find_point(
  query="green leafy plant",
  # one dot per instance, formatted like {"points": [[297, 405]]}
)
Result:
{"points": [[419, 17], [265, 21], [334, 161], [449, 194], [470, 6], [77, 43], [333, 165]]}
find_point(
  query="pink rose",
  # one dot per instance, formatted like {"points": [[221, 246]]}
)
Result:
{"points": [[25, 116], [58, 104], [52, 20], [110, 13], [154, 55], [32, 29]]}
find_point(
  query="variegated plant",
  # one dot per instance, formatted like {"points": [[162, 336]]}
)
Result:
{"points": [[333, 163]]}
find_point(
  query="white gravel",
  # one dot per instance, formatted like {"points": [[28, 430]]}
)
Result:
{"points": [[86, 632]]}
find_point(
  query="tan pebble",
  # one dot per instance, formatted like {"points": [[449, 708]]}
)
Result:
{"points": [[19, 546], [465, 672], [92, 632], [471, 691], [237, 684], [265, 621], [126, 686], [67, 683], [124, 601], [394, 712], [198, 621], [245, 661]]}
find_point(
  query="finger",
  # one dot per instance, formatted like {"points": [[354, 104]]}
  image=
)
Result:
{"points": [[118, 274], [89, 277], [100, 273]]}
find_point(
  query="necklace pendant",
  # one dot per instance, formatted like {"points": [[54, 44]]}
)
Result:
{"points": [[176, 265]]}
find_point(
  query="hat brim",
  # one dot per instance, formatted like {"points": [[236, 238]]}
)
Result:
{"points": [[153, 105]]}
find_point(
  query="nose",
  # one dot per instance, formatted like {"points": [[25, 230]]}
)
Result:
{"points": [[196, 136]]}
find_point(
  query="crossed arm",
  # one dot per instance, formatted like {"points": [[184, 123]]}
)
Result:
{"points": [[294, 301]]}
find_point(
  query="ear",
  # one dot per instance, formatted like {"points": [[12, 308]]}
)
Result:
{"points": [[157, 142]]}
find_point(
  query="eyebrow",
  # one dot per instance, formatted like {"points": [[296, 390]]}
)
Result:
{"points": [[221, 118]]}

------------

AIM OF THE TASK: Transcribe the whole listing exactly.

ANSWER TO THIS TASK:
find_point(
  query="green leafy plant",
  # one dot per instance, formatted like {"points": [[297, 405]]}
)
Result:
{"points": [[419, 17], [265, 21], [334, 161], [449, 194], [470, 6], [77, 43], [333, 165]]}
find_point(
  query="pink rose",
  # one dot per instance, formatted like {"points": [[221, 246]]}
)
Result:
{"points": [[25, 116], [58, 104], [52, 20], [110, 13], [154, 55], [32, 29]]}
find_point(
  query="variegated plant",
  # one dot per instance, formatted like {"points": [[162, 336]]}
)
Result:
{"points": [[333, 163]]}
find_point(
  query="white gravel",
  # one dot per instance, formatted like {"points": [[28, 430]]}
)
Result:
{"points": [[86, 632]]}
find_point(
  query="tan pebble",
  # one dot per instance, formatted like {"points": [[449, 708]]}
)
Result:
{"points": [[19, 546], [465, 672], [92, 632], [471, 691], [237, 684], [265, 621], [126, 686], [67, 683], [124, 601], [394, 712], [198, 621], [245, 661]]}
find_point(
  query="finger",
  # one dot per instance, formatted like {"points": [[354, 104]]}
  image=
)
Result:
{"points": [[118, 274], [89, 277], [100, 273]]}
find_point(
  query="necklace pendant",
  # one dot per instance, formatted like {"points": [[54, 44]]}
)
Result:
{"points": [[176, 265]]}
find_point(
  query="hat brim",
  # one dot per instance, formatted like {"points": [[236, 238]]}
)
Result:
{"points": [[153, 105]]}
find_point(
  query="nose",
  # one dot per instance, formatted like {"points": [[25, 230]]}
)
Result:
{"points": [[196, 136]]}
find_point(
  query="crossed arm",
  # one dot per instance, formatted like {"points": [[184, 123]]}
)
Result:
{"points": [[294, 301]]}
find_point(
  query="ear",
  # one dot per instance, formatted like {"points": [[12, 308]]}
)
Result:
{"points": [[157, 142]]}
find_point(
  query="eyebrow",
  # one dot per instance, formatted like {"points": [[296, 390]]}
)
Result:
{"points": [[221, 118]]}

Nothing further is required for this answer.